[Dataset excerpt]
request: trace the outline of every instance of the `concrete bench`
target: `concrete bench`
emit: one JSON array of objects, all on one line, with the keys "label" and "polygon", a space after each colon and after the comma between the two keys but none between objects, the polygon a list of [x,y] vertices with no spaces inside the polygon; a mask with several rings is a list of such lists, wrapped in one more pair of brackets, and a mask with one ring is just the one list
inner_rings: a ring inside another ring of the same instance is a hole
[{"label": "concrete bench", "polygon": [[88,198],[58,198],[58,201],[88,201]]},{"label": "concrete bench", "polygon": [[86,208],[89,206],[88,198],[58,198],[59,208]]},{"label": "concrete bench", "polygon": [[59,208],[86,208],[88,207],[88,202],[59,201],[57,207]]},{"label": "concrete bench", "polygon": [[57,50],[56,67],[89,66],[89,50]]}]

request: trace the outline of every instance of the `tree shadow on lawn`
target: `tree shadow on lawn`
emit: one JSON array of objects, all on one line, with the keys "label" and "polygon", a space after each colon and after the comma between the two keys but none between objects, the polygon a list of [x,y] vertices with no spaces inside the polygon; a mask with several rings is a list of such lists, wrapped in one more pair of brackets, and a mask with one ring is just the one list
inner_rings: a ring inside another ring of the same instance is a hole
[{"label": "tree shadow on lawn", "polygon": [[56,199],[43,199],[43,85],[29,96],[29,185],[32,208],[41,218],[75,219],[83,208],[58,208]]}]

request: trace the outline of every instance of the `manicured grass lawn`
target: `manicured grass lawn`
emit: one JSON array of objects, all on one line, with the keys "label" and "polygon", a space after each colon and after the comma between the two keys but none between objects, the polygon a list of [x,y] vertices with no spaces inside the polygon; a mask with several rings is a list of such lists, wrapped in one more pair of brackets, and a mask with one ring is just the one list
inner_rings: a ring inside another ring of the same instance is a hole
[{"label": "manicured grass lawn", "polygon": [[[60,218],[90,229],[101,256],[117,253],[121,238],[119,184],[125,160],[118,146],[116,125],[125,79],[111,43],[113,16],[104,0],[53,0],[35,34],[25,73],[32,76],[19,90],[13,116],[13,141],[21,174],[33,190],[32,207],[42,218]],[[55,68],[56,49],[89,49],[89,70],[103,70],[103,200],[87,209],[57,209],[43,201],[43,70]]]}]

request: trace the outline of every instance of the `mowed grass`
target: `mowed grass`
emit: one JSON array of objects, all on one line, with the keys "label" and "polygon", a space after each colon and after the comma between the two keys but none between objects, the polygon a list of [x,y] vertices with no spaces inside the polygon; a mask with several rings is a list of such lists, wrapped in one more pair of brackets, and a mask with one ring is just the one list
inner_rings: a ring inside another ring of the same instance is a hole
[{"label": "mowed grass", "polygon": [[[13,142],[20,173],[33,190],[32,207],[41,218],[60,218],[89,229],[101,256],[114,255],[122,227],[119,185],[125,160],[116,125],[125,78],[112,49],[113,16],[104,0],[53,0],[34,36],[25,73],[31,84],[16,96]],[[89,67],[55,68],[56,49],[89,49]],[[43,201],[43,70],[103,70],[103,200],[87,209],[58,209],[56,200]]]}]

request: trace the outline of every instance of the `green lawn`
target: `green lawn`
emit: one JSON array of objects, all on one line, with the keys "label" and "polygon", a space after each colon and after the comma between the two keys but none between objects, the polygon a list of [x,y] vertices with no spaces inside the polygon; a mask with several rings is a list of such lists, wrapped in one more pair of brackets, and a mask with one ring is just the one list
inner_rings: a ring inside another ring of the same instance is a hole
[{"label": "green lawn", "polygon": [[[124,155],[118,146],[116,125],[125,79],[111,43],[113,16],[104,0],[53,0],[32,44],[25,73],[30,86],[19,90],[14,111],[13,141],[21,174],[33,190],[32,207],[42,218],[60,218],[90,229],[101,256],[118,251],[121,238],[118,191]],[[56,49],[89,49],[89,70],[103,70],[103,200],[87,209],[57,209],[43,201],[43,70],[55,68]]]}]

What is being asked: List each line of the records above that contains the string "target". Case counts.

Complete output:
target: `concrete bench`
target: `tree shadow on lawn`
target: `manicured grass lawn`
target: `mowed grass`
target: `green lawn`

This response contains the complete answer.